**THE PROBLEM**
Please copy the lines from the one containing "One point belongs to each instance of the cobblestone" through the final line, leaving every character unchanged.

**Collection entries**
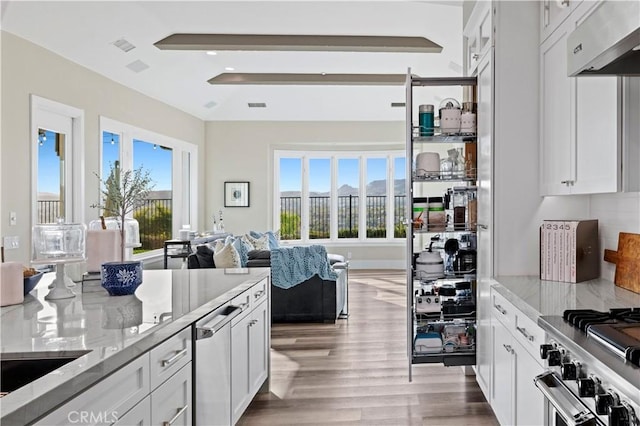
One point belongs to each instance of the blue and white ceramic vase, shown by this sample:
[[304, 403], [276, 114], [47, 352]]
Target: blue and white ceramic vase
[[121, 278]]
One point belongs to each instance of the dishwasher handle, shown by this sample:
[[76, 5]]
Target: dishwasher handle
[[210, 328]]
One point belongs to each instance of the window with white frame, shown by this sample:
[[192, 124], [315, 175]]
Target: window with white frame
[[172, 165], [339, 196]]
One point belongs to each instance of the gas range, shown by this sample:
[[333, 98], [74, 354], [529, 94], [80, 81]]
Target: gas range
[[593, 376]]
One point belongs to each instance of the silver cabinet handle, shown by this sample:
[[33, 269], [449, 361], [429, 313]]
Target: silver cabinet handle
[[500, 309], [168, 362], [523, 331], [178, 414]]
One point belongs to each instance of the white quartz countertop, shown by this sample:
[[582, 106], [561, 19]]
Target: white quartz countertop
[[113, 329], [535, 297]]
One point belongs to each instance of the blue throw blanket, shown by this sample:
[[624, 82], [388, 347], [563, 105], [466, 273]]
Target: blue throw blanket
[[291, 266]]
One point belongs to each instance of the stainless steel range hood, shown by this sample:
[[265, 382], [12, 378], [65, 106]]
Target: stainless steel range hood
[[607, 42]]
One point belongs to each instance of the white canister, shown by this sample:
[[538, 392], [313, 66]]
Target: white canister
[[428, 164], [468, 122]]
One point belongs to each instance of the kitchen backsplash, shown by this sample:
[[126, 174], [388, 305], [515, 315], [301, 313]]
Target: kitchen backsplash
[[616, 213]]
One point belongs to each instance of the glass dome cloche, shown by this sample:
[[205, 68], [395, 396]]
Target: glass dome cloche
[[59, 243]]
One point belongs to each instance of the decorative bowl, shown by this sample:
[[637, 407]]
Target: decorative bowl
[[121, 278], [31, 282]]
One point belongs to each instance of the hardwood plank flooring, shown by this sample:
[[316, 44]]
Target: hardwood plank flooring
[[355, 372]]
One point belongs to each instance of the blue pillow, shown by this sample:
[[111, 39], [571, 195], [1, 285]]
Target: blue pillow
[[274, 240]]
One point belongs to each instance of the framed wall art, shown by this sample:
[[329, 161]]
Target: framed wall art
[[236, 194]]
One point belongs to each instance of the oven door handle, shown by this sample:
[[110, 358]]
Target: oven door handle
[[566, 403]]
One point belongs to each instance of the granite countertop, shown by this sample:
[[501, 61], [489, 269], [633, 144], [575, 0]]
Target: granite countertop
[[535, 297], [113, 329]]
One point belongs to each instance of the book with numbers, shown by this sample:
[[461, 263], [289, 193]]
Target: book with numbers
[[569, 250]]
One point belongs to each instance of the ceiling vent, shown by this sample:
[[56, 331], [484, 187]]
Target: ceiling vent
[[137, 66], [123, 45]]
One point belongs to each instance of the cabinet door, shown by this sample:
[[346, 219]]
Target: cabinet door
[[485, 168], [483, 338], [555, 115], [171, 401], [240, 367], [140, 415], [258, 347], [598, 110], [502, 373], [529, 402], [553, 13]]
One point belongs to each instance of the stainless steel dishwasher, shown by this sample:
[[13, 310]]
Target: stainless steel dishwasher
[[213, 367]]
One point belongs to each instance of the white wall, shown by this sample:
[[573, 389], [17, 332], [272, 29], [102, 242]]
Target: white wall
[[244, 151], [29, 69]]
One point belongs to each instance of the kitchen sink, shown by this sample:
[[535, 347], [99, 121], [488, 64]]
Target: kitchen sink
[[20, 370]]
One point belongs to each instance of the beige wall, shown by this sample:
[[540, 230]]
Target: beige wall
[[243, 151], [29, 69]]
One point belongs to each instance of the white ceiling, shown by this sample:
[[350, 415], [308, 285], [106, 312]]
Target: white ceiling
[[84, 32]]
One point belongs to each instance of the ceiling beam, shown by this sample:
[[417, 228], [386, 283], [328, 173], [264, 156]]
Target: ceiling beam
[[310, 79], [303, 43]]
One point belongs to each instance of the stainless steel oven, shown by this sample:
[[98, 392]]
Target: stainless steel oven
[[589, 379]]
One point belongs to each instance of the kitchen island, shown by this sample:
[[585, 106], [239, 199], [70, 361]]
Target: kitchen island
[[105, 332], [531, 350]]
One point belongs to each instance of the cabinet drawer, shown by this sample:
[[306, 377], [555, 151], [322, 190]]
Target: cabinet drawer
[[242, 300], [170, 356], [259, 292], [140, 415], [502, 309], [171, 402], [114, 395], [528, 333]]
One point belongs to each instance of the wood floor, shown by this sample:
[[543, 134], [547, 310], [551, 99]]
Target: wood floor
[[355, 372]]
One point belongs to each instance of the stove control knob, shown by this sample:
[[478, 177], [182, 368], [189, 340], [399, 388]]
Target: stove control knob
[[586, 387], [554, 357], [619, 416], [604, 400], [569, 371], [544, 350]]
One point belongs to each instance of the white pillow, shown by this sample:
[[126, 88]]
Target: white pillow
[[226, 257], [261, 243]]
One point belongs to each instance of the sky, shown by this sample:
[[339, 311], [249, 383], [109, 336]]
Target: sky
[[320, 172], [157, 161]]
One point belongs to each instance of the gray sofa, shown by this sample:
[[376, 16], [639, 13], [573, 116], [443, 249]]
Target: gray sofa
[[314, 300]]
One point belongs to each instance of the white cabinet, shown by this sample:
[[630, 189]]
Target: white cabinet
[[529, 402], [140, 415], [553, 13], [516, 338], [502, 373], [579, 120], [171, 401], [258, 338], [478, 35], [108, 399], [250, 350]]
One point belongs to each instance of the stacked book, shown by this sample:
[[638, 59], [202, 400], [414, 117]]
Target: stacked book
[[569, 250]]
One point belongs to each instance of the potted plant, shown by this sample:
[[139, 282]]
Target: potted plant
[[122, 192]]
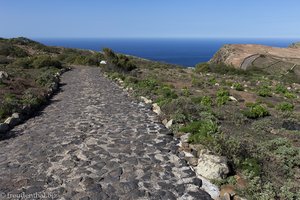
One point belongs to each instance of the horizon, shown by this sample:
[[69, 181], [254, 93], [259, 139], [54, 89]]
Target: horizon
[[156, 19]]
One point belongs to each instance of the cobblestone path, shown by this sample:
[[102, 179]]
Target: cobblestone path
[[94, 142]]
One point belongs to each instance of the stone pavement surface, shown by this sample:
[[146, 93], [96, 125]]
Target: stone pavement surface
[[94, 142]]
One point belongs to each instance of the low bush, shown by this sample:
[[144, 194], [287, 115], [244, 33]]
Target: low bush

**EXPECTED ANSWER**
One point belongs to each instance of the cobblestone path, shown by this sample:
[[102, 179]]
Target: cobblestone path
[[94, 142]]
One point belongs to each instance of the stone pavement surface, shown by this sample:
[[146, 93], [96, 125]]
Target: stone pavement surface
[[94, 142]]
One point belongs to each instance of the low bush, shown by this sample:
[[144, 194], [287, 115], [244, 33]]
Target: low bush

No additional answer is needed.